§ **EXERCISE GOAL**
Rescale only the part of the records that opens with the line containing "Batch processing job — object class: clear" and closes with the line containing "6 0 1066 69", writing out every line of it again. Multiply each box coordinate by 1.65 and round to a whole number, with halves rounded up, and leave all other text as it is.
--- Start RECORDS SHOWN ---
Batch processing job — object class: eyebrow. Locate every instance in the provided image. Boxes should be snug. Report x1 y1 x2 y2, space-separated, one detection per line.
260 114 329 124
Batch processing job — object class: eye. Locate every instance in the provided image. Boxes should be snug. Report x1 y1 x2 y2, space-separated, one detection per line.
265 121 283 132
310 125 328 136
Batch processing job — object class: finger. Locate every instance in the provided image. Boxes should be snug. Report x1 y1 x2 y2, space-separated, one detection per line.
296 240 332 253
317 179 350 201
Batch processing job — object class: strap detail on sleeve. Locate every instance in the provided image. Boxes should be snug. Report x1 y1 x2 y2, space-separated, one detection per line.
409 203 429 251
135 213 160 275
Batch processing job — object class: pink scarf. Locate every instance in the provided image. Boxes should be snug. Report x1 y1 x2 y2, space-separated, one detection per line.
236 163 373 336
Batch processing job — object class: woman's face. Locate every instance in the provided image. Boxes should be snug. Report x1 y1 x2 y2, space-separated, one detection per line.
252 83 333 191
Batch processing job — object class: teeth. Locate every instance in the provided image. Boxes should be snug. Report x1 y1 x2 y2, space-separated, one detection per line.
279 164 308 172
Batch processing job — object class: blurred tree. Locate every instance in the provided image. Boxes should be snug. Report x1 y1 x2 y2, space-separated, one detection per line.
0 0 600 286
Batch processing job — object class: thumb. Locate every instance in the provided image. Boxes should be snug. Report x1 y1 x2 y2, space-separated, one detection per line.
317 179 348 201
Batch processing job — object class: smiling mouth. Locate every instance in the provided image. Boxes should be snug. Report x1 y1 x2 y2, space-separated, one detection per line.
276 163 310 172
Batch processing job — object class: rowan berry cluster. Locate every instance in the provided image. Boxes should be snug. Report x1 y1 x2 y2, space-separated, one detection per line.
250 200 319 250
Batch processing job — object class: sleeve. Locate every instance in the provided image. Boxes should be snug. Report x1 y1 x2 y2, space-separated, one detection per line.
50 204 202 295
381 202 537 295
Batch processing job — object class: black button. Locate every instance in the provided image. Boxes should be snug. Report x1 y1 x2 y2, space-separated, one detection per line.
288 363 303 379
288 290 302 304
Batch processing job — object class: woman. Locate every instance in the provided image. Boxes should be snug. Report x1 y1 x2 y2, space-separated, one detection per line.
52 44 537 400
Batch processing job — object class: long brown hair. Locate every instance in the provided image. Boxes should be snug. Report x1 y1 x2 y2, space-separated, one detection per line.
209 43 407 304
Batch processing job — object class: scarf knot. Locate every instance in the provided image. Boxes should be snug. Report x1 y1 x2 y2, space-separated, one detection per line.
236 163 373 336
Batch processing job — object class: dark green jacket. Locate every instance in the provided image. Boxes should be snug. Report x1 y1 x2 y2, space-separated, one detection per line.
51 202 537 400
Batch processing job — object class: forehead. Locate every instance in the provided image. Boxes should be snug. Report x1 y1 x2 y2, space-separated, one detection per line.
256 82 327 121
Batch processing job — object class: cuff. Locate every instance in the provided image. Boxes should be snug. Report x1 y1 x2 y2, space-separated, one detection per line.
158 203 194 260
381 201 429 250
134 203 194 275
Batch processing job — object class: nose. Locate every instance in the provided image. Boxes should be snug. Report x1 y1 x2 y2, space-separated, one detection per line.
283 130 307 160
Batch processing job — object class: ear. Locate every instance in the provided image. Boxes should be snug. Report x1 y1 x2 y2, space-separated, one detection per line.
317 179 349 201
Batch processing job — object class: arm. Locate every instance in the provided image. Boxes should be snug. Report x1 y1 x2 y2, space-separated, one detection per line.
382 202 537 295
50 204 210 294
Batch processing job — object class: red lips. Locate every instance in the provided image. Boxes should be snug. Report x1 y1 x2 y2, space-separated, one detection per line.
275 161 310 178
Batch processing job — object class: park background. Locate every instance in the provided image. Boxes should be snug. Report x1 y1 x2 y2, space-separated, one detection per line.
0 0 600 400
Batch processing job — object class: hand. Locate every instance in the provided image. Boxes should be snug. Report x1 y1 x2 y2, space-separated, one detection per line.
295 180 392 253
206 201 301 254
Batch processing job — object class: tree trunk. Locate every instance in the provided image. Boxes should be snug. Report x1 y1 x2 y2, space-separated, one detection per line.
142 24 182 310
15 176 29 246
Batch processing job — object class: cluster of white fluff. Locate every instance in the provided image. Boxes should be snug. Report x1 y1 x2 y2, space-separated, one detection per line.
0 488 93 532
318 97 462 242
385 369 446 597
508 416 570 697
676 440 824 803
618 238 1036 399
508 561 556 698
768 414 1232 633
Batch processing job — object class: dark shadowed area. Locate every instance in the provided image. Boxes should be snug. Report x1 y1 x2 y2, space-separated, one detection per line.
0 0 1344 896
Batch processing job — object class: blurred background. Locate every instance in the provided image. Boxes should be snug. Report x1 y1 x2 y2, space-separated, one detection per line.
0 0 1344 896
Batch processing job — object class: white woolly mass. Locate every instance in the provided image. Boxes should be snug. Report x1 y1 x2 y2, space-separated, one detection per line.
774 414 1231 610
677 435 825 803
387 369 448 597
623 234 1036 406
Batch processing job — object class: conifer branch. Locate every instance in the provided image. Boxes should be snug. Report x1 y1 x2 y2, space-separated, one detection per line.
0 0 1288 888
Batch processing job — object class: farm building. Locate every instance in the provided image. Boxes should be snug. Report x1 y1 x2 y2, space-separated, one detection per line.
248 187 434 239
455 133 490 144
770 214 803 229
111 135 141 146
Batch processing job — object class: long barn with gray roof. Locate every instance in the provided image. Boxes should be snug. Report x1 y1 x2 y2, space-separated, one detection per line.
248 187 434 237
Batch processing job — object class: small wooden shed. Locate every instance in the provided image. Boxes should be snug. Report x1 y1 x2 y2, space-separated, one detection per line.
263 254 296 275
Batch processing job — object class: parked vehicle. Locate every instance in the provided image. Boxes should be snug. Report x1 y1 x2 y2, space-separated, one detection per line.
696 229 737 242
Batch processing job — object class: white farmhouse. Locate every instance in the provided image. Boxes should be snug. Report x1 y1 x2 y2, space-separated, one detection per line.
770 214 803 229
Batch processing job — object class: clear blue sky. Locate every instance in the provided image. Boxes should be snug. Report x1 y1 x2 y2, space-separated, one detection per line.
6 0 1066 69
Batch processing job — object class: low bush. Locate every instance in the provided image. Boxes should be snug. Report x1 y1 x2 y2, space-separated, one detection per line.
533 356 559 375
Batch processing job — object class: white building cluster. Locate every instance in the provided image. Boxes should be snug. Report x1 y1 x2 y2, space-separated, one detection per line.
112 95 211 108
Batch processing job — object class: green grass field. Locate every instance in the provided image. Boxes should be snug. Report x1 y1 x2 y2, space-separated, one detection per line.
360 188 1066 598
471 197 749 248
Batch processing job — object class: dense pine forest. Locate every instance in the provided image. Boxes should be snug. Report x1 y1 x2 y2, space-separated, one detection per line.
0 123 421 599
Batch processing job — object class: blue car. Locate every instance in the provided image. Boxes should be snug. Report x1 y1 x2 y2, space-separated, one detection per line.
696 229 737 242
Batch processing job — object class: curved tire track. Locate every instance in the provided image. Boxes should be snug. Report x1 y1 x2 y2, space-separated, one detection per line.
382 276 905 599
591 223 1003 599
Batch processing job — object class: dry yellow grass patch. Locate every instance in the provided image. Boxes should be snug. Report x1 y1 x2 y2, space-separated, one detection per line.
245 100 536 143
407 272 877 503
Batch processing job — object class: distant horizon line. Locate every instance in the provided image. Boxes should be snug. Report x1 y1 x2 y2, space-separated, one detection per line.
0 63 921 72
--- End RECORDS SHOWN ---
§ **ANSWER FOR THIS EXERCISE**
Batch processing job — object class: clear blue sky. Locate every instance in the provided image. Boxes should be snug. Report x1 y1 x2 y2, space-separated, one detection per line.
10 0 1759 114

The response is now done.